======== Records shown

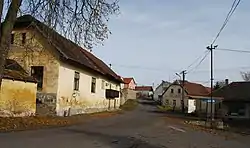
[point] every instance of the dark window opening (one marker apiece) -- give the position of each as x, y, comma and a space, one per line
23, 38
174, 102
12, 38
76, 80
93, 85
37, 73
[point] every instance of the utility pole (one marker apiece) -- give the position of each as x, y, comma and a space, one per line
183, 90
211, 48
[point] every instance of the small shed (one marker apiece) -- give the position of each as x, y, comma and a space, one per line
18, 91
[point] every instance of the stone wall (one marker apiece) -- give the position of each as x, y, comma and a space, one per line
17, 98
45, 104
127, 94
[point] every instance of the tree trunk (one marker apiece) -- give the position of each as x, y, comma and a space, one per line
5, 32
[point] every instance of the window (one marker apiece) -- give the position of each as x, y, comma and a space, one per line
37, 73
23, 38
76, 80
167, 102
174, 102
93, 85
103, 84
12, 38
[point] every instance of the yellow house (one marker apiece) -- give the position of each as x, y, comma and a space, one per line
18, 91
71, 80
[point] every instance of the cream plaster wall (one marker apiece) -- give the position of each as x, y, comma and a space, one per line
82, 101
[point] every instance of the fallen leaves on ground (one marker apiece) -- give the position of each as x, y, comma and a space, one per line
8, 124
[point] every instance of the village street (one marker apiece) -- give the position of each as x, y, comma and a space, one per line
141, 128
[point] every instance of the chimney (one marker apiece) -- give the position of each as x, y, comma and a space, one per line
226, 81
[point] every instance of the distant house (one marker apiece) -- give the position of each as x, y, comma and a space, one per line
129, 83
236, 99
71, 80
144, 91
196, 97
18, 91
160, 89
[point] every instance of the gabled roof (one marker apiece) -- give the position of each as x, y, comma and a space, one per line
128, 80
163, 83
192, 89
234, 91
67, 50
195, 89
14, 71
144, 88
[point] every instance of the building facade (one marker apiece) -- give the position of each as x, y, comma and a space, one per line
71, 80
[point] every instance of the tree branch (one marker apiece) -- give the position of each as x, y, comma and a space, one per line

================

# About this exercise
Give an exact copy of the lines from the one with "[point] every instance of the cream" through the end of the entries, both ends included.

# Output
[point] every instance of the cream plaster wall (one marker apiece) -- give the position of each as x, y, comma and a space, one per line
82, 101
[point] every instance of the fallen leaves on ground (one marker apiece) -- give the position of each as x, y, comma and a space, one per line
8, 124
[point] every instance of the village street (one marker apiece) -- give the position of each as x, y, comma and a space, one per line
141, 128
[point] every instance of the chimney (one marker apiece) -- give the position of each as x, y, comma and a space, one per line
226, 81
[point] every instance of the distant house (one marker apiece) -- give the position of each as x, y, comma and a space, one per line
129, 83
236, 99
71, 80
144, 91
196, 97
18, 91
160, 89
[point] every instance of the gabled roof (one marker apiece) -- give the position of each as x, y, comma and a space, one per line
128, 80
163, 83
192, 89
234, 91
67, 50
195, 89
14, 71
144, 88
[point] every instance of the building facade (one marker apiece) -- give the position of each as x, y, comma and a space, one per line
71, 80
[point] every instance of the tree branch (one marker apiece) -- give the position of each as x, y, comma and a space, one per line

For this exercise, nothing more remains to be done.